Prompt = In your copy, leave out the pictures and repeat the entries below exactly.
╭─ Records
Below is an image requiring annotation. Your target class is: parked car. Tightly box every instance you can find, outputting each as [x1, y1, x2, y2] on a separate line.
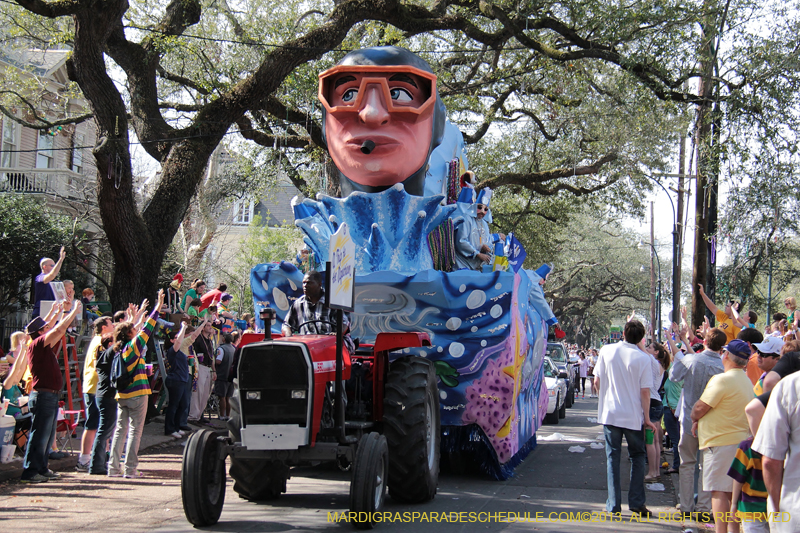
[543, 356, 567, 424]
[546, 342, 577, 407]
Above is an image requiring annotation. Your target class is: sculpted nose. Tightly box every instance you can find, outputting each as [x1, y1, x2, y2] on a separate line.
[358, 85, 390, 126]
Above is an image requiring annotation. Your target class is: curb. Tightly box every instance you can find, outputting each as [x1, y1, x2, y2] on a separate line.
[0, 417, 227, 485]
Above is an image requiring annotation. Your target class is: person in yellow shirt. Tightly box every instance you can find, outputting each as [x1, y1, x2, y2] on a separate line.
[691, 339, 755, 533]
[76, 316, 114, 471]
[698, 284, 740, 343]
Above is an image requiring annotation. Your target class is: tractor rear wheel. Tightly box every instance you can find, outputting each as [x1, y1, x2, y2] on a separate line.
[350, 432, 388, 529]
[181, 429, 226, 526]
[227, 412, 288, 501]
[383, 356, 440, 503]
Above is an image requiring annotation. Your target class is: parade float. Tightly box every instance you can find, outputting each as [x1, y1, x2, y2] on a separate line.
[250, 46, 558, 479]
╰─
Solution for this problem =
Below is an image requiring annotation. Your target class is: parked car. Tightly box every instance you can find, outputting each as [x1, y1, x2, y2] on a separate line.
[543, 356, 567, 424]
[546, 342, 577, 407]
Above is an image requiring annotation. Your target class is: sculpted nose. Tightly box every instance you can find, outputting each as [x1, y1, x2, y2] on a separate line.
[358, 85, 390, 126]
Above is an image requiring annotation. Your target class is: curb. Tightly box every instance you can find, outputting each as [x1, y1, x2, y2] on a separate line.
[0, 417, 227, 485]
Above is an image requiring annotation. Your target class is: person in yellow shirt. Tightly box every instance you can find, outputting each as [x1, y1, x2, y2] on a separate line.
[691, 339, 755, 533]
[76, 316, 114, 471]
[698, 284, 740, 343]
Above is an image requiring annotation. Your target class is: tractor rear wheel. Tightly box every instance you can find, outputting each as [x1, y1, x2, y2] on a separate line.
[350, 432, 388, 529]
[181, 429, 226, 526]
[227, 412, 288, 501]
[383, 356, 440, 503]
Above is an image requiring annotation. Your target class is: parade float. Tightly box every instance you can find, outputting each as [x1, y1, x2, y2] on a separate line.
[250, 46, 558, 479]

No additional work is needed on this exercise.